▼▼▼

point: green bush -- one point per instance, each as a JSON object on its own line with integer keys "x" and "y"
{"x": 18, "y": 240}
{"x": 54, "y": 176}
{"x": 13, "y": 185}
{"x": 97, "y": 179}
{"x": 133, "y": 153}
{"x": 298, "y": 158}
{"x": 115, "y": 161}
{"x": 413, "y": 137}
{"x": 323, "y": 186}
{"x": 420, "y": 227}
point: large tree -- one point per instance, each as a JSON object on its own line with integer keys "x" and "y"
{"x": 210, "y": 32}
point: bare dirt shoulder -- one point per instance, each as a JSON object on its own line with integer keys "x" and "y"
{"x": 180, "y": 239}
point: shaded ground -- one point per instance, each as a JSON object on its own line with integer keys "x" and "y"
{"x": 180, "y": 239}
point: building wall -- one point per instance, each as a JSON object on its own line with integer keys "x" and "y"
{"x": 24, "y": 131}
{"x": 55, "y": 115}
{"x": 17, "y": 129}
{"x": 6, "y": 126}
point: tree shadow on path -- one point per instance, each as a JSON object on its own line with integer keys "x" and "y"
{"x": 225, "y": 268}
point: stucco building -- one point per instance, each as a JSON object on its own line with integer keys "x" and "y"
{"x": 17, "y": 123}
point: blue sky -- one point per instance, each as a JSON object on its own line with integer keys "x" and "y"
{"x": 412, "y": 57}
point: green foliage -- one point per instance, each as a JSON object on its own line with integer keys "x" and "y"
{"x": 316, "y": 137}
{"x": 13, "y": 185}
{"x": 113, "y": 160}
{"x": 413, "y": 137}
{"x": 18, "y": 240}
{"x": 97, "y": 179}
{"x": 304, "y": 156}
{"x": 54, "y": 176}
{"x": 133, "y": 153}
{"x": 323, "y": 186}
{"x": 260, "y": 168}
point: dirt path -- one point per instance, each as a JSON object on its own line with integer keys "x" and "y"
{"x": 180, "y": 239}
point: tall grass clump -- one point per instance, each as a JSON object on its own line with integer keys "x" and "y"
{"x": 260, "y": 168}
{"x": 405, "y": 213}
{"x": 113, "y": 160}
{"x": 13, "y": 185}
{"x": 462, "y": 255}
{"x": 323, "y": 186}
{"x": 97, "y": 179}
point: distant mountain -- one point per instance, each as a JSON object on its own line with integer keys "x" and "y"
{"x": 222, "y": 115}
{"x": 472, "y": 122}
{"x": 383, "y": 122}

▲▲▲

--- STATED TASK ---
Render the records above as a two-column CSV with the header row input,output. Give one row per record, with its text under input and its answer under output, each in a single quoted field with line breaks replaced by spaces.

--- THE ANSWER ---
input,output
"point: green bush -- one point per instance, each as a JSON object on its own line with integer keys ""x"" and ""y""","{""x"": 18, ""y"": 240} {""x"": 54, ""y"": 176} {""x"": 13, ""y"": 185} {""x"": 97, ""y"": 179} {""x"": 133, ""y"": 153} {""x"": 298, ""y"": 158} {""x"": 115, ""y"": 161} {""x"": 413, ""y"": 137} {""x"": 323, ""y"": 186} {""x"": 420, ""y"": 227}"
"point: large tree -- one point per instance, each as a JSON object on its own line with integer keys ""x"" and ""y""","{""x"": 210, ""y"": 32}"
"point: bare dirt shoulder -- one point per instance, each as a JSON object on its own line with integer keys ""x"" and ""y""","{""x"": 180, ""y"": 239}"
"point: shaded ground -- one point per instance, each as a JSON object on its own line with integer keys ""x"" and ""y""","{""x"": 180, ""y"": 239}"
"point: building wall -- one point per instance, each as a JSON object on its own line with integer keys ""x"" and ""y""","{""x"": 24, ""y"": 131} {""x"": 55, ""y"": 115} {""x"": 17, ""y"": 129} {""x"": 6, ""y"": 126}"
"point: tree shadow on path -- one point per instance, each as a JSON object on its own line with integer keys ""x"" and ""y""","{""x"": 225, ""y"": 268}"
"point: stucco building -- one point per instance, each as a JSON object on its own line with integer keys ""x"" and ""y""","{""x"": 17, ""y"": 123}"
"point: blue sky -- one point per instance, each as a JSON object on its own line with integer keys ""x"" and ""y""","{""x"": 412, ""y"": 57}"
"point: green foliage -- one point per instance, each as a JSON object on its own line with integer keys ""x"" and ""y""","{""x"": 316, ""y"": 137} {""x"": 13, ""y"": 185} {""x"": 113, ""y"": 160} {""x"": 413, ""y"": 137} {""x"": 18, ""y"": 240} {""x"": 97, ""y"": 179} {""x"": 304, ""y"": 156} {""x"": 54, ""y"": 176} {""x"": 133, ""y"": 153} {""x"": 323, ""y"": 186} {""x"": 260, ""y"": 168}"
"point: dirt path -- one point per instance, each as a JSON object on its own line with integer keys ""x"" and ""y""","{""x"": 180, ""y"": 239}"
"point: tall grass clump -- one point per instance, each as a JSON object on its own line with integer keys ""x"" and ""y""","{""x"": 260, ""y"": 168} {""x"": 405, ""y"": 213} {""x"": 113, ""y"": 160} {""x"": 13, ""y"": 185} {""x"": 462, ""y"": 255} {""x"": 323, ""y"": 186} {""x"": 97, ""y"": 179}"
"point: distant mountain -- one point per instance, each as a JSON object on its own line with integer keys ""x"" and ""y""","{""x"": 222, ""y"": 115} {""x"": 472, ""y"": 122} {""x"": 383, ""y"": 122}"